TEXT SEGMENT =
====

# Best enclosure for 4 inch mid drivers



## Jason Schultz (Jul 31, 2007)

Ok so I've now got two pairs of TB W4 616s Drivers which I would like to use from 300 to 3000 Hz. I'm not sure which type of enclosure would sound best. for these. (using 2nd order Linkwitz Riley high pass)
1/ Sealed enclosure at Q 7.07 yeilds an F3 of 160 Hz
2/ Vented design tuned at a QB3 alignment Fb is 78hz.

What I'm thinking is a sealed design can accommodate more damping material in the enclosure (less resonance) but the F3 is less than an octave from xo, which is not recommended ( Any one Know why?) and a vented design will produce port resonance in the mid band but it may be easier to high pass here and perform more strongly in the 300 Hz region. Do any of you experts out there have any opinions about enclosure in this situation?

====

DATA SUPPLIED =
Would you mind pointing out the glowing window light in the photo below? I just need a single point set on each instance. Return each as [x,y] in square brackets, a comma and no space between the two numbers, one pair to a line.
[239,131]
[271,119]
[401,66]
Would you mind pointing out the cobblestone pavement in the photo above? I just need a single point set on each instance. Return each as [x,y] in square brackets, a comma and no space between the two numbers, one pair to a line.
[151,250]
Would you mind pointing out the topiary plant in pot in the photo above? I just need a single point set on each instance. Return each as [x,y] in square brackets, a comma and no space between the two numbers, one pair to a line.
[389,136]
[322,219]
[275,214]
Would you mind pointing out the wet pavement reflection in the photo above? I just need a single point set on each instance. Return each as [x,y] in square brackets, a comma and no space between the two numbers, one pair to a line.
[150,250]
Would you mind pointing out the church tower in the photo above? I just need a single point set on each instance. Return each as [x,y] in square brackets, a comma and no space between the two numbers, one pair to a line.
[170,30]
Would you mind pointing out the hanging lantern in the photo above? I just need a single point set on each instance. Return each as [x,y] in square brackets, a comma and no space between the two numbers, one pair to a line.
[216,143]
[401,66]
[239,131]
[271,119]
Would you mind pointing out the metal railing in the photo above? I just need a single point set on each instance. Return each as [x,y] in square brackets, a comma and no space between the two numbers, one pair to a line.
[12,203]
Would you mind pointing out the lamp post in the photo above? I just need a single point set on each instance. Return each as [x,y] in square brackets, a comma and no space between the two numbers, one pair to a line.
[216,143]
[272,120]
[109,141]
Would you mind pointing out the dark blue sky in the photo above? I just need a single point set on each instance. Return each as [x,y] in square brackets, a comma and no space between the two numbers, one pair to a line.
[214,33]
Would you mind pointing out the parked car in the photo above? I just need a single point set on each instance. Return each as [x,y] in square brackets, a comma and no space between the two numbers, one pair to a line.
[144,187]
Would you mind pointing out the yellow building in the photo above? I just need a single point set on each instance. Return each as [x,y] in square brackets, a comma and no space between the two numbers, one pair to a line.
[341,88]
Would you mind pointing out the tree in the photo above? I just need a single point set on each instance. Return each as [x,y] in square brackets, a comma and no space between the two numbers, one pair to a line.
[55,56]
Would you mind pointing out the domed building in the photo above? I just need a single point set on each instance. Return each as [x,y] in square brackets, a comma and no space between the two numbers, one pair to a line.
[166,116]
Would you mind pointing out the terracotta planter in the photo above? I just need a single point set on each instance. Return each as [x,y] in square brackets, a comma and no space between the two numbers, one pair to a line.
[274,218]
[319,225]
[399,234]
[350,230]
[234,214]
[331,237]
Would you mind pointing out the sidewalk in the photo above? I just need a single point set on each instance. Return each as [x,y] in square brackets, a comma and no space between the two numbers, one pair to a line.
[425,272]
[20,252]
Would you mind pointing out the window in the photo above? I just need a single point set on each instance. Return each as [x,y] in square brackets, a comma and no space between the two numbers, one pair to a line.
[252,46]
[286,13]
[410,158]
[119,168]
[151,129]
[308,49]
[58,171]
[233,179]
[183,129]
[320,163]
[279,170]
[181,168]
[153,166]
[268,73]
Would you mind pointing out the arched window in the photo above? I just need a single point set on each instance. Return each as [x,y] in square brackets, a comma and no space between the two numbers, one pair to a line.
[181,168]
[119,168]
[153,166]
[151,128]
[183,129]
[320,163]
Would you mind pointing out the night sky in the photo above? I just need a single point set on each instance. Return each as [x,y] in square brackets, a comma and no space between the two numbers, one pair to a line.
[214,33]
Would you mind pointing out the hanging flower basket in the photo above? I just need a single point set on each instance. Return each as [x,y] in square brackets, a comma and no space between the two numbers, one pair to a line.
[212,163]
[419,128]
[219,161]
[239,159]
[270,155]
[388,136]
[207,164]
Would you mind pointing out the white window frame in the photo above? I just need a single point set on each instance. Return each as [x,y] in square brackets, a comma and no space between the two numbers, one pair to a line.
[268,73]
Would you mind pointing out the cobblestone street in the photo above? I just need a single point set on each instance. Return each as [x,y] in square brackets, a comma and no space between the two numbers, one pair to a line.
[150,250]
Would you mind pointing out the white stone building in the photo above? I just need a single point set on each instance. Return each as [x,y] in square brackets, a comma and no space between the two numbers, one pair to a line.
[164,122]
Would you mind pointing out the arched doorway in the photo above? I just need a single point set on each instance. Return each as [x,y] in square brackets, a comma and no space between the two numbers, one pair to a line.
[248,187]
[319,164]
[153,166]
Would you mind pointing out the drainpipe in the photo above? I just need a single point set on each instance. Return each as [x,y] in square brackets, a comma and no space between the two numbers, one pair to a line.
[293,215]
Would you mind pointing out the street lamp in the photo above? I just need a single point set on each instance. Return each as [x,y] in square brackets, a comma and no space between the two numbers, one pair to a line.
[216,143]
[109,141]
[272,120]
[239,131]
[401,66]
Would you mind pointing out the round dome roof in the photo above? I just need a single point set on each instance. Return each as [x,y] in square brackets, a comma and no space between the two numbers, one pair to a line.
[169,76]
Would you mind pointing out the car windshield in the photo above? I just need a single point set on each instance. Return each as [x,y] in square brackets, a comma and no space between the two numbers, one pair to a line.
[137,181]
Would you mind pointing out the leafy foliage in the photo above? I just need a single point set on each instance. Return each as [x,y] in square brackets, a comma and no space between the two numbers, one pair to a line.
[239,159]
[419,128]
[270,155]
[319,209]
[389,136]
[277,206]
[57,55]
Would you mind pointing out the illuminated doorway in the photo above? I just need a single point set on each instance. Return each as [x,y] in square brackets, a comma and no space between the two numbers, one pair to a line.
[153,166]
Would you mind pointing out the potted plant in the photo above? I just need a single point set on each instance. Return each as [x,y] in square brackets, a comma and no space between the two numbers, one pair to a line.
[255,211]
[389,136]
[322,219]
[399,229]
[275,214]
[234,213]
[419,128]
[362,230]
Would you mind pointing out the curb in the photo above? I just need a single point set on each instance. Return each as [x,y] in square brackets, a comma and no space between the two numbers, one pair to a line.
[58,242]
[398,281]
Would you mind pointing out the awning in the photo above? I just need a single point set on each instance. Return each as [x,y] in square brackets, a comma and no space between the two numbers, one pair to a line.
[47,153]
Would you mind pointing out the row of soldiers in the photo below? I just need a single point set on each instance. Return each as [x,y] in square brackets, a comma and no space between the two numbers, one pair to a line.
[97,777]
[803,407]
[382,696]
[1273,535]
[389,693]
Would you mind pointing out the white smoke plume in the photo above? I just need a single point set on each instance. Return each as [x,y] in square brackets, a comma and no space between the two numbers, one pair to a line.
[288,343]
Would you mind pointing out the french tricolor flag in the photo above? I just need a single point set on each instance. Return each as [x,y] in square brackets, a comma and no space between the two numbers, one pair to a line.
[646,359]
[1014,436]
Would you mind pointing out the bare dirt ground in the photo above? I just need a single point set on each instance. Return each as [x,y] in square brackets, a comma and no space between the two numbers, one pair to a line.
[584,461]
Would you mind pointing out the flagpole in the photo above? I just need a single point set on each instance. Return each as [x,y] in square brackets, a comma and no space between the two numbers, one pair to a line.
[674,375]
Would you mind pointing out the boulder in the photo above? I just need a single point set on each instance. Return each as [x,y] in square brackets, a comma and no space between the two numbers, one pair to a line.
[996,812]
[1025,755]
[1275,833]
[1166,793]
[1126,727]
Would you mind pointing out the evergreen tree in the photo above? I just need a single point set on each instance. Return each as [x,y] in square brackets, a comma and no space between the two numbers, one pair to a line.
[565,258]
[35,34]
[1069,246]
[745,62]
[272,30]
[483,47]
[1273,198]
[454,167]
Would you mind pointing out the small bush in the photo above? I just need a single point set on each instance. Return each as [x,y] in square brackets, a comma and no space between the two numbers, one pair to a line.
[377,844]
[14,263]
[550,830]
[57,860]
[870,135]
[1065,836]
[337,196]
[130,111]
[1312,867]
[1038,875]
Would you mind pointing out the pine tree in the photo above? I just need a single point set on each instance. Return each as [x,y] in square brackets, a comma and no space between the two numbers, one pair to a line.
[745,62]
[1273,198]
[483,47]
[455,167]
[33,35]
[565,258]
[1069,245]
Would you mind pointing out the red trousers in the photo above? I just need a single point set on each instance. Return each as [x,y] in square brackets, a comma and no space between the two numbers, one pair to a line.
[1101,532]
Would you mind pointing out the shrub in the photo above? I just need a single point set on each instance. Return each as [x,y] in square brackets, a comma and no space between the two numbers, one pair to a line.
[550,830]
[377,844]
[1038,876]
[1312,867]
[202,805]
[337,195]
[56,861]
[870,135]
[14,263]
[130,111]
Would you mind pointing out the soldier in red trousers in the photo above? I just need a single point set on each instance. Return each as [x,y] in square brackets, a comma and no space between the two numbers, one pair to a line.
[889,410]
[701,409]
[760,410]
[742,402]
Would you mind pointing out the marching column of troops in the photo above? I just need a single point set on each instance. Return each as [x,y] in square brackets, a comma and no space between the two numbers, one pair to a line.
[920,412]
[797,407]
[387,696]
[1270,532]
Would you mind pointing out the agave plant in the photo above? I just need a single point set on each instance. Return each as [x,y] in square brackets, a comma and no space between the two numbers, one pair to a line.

====

TASK LIST =
1. List each distinct frequency, in Hz, that the forum post about enclosures for 4 inch mid drivers mentions.
2. In the forum post about enclosures for 4 inch mid drivers, what kind of high-pass filter does the poster plan to use?
3. Write the next part of the forum thread on enclosures for 4 inch mid drivers, picking up after its last sentence.

FINAL ANSWERS =
1. 300 Hz, 3000 Hz, 160 Hz, 78 Hz

2. A 2nd order Linkwitz Riley high pass.

3.
PS: TB drivers look good quality and sound clean right out the box 
:jiggy:


----------



## Bill Fitzmaurice (Jun 14, 2008)

Jason Schultz said:


> the F3 is less than an octave from xo, which is not recommended ( Any one Know why?)
> :jiggy:


That caveat applies to tweeters. With mids don't worry about it. The only reason to go VB is if you need the output of the vent within the passband, or if a sealed alignment has too high a Q for flat response within the passband. If that's not the case go sealed.


----------



## Jason Schultz (Jul 31, 2007)

Thanks for the advice bill. Sealed is so much easier. Can i push my luck here and ask you another question about driver configuration.

I wanted to build an MTM but the center to center spacing is going to be about double the wavlength at 3k. So would a TMM arrangment be better, or have both mids adjacent to each other horizontally with tweeter on top?
thanks in advance 
Jason


----------



## Bill Fitzmaurice (Jun 14, 2008)

Jason Schultz said:


> I wanted to build an MTM but the center to center spacing is going to be about double the wavlength at 3k.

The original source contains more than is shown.